Records for this task:
========================
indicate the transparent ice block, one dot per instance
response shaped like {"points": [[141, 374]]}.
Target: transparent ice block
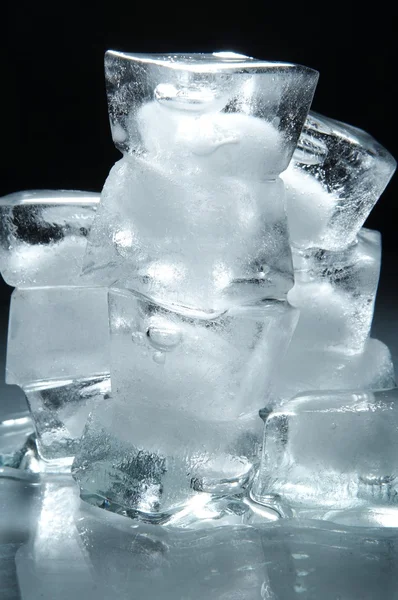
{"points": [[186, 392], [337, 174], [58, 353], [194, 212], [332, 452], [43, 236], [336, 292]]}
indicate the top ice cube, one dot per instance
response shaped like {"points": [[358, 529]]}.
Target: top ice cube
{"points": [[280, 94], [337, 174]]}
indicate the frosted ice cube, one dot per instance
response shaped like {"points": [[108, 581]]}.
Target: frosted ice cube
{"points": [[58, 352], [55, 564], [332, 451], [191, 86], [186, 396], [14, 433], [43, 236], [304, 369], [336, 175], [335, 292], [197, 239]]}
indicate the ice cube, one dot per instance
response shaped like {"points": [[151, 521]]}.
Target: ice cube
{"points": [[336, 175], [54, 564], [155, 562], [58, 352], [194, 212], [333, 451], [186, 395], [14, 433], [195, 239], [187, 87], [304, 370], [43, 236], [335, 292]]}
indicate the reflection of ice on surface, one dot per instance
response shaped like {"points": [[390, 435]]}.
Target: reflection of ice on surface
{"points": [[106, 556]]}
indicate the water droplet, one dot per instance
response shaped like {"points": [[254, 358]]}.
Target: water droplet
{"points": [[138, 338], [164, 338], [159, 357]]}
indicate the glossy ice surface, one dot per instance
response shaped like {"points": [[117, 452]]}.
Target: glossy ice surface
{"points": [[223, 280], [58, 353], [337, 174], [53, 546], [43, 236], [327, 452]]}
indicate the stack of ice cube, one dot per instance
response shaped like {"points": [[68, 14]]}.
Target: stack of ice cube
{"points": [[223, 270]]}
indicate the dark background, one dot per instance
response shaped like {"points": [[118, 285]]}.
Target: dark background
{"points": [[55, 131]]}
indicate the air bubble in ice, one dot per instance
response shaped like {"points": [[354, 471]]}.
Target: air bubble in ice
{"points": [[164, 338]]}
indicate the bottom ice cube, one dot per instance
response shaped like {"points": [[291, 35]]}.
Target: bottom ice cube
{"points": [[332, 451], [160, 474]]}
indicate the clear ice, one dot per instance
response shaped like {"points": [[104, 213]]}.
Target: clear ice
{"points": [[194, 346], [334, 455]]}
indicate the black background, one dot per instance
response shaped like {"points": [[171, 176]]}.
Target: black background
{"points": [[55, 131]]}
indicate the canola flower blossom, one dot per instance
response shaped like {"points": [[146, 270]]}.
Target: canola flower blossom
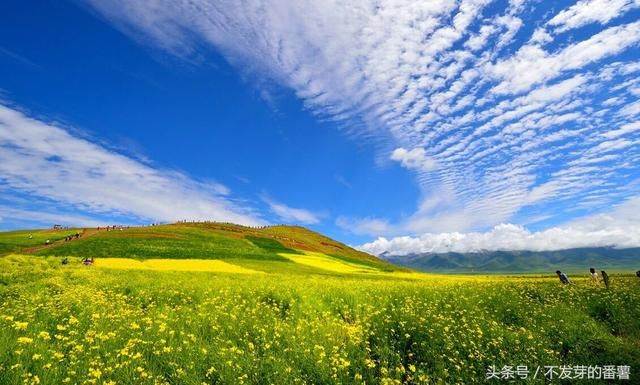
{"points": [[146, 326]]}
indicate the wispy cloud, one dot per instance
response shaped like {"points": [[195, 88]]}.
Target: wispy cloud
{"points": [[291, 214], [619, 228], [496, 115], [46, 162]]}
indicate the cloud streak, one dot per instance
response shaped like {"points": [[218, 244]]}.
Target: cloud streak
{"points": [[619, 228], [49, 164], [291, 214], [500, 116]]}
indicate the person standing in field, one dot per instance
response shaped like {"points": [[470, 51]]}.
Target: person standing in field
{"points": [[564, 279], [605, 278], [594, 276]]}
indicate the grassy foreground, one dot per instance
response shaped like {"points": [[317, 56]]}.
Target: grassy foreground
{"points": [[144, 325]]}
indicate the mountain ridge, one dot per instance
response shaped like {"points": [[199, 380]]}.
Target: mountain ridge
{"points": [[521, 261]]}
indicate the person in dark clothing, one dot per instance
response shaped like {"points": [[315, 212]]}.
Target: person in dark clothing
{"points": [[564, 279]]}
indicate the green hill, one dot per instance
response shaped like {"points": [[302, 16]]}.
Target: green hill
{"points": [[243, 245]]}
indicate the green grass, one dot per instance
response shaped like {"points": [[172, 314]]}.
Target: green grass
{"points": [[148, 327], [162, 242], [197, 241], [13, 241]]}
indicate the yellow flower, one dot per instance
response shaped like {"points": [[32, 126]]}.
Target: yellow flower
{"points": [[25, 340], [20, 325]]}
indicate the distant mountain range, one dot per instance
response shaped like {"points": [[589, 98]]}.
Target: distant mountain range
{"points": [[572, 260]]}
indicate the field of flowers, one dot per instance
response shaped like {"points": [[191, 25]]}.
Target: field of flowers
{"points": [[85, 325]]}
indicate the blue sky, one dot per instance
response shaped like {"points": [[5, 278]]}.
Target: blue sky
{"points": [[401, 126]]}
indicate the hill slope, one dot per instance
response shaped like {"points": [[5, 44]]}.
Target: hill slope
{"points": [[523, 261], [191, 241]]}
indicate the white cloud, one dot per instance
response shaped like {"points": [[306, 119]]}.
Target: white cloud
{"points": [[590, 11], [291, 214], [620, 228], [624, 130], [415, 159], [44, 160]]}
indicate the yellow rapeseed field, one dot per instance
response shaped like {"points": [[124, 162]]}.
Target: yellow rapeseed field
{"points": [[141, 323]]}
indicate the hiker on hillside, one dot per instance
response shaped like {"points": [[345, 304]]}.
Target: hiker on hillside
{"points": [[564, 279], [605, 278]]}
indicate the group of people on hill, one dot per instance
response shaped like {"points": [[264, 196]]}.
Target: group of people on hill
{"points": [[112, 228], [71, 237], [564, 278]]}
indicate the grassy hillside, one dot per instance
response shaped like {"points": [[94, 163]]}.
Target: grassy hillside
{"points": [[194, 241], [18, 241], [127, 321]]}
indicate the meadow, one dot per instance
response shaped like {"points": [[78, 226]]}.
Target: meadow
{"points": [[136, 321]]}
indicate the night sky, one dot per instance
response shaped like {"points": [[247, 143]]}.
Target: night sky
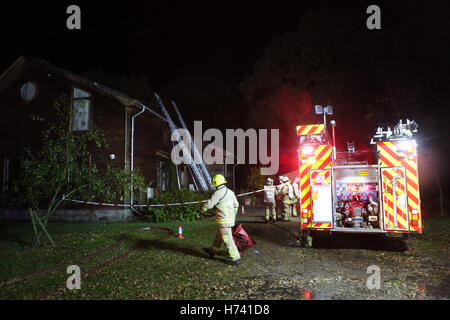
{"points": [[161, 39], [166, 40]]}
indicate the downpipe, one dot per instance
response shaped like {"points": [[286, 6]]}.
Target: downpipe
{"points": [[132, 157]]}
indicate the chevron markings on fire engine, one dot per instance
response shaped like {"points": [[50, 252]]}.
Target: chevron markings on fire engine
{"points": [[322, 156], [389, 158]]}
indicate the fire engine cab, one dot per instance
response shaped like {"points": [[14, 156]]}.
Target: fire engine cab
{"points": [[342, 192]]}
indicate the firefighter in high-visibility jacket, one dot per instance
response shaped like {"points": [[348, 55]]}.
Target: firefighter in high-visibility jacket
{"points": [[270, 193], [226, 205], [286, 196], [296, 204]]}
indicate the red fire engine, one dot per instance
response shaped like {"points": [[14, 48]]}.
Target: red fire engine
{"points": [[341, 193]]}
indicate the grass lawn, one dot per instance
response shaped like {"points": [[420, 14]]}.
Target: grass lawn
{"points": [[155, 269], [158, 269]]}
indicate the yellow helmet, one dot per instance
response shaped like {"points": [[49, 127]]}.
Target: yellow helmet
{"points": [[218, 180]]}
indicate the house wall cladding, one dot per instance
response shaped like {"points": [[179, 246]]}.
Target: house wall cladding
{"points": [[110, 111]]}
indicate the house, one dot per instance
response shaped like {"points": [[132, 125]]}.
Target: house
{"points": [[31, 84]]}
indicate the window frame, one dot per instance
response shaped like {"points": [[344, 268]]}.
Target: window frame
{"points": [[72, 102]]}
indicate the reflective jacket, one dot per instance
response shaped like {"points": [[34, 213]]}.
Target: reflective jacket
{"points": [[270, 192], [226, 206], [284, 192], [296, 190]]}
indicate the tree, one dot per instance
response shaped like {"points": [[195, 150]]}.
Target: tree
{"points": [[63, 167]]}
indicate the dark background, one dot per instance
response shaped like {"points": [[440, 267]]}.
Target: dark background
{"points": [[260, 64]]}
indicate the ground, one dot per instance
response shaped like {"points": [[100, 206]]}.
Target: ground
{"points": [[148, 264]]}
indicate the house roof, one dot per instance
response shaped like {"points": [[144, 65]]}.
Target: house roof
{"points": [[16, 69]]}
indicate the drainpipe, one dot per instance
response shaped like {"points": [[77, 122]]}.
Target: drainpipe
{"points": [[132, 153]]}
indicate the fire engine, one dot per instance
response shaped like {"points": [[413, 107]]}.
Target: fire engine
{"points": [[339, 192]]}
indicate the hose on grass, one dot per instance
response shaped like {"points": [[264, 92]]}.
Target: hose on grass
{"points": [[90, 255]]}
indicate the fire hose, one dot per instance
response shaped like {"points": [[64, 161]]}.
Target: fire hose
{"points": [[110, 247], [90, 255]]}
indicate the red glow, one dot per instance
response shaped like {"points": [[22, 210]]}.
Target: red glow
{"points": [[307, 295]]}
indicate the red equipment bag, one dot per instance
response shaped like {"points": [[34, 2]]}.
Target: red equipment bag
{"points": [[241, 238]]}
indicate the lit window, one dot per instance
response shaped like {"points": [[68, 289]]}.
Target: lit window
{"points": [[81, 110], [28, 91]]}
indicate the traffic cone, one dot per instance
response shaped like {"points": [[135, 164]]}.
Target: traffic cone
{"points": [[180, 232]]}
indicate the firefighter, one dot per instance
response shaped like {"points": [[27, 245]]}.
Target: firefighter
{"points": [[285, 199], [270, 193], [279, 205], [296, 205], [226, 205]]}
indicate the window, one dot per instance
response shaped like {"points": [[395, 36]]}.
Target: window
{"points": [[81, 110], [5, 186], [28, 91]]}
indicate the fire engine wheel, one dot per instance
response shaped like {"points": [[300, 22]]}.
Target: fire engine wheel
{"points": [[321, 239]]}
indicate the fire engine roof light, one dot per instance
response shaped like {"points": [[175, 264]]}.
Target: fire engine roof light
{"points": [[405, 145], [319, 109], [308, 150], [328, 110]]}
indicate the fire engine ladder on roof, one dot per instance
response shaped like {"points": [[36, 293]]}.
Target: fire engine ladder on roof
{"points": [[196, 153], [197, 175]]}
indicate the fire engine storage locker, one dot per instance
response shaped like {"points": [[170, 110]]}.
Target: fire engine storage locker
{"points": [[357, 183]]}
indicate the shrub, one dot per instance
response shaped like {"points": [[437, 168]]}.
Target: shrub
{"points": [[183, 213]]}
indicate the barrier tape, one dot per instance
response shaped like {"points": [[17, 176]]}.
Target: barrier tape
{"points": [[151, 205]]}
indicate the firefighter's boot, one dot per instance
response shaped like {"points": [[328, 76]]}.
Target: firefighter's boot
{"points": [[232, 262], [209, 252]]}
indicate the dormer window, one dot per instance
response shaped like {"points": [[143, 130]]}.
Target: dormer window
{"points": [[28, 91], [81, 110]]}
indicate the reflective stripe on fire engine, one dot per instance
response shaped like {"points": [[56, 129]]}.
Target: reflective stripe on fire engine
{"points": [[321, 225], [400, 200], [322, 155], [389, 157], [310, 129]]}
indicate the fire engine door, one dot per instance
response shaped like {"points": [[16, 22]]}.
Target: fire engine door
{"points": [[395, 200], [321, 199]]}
========================
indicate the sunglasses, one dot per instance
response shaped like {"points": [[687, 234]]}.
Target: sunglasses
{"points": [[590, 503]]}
========================
Task requirements: Show every row above that contains the string "hiker", copying each such line in full. The match is case-sensitive.

The solution:
indicate the hiker on hillside, one dot per instance
Target: hiker on hillside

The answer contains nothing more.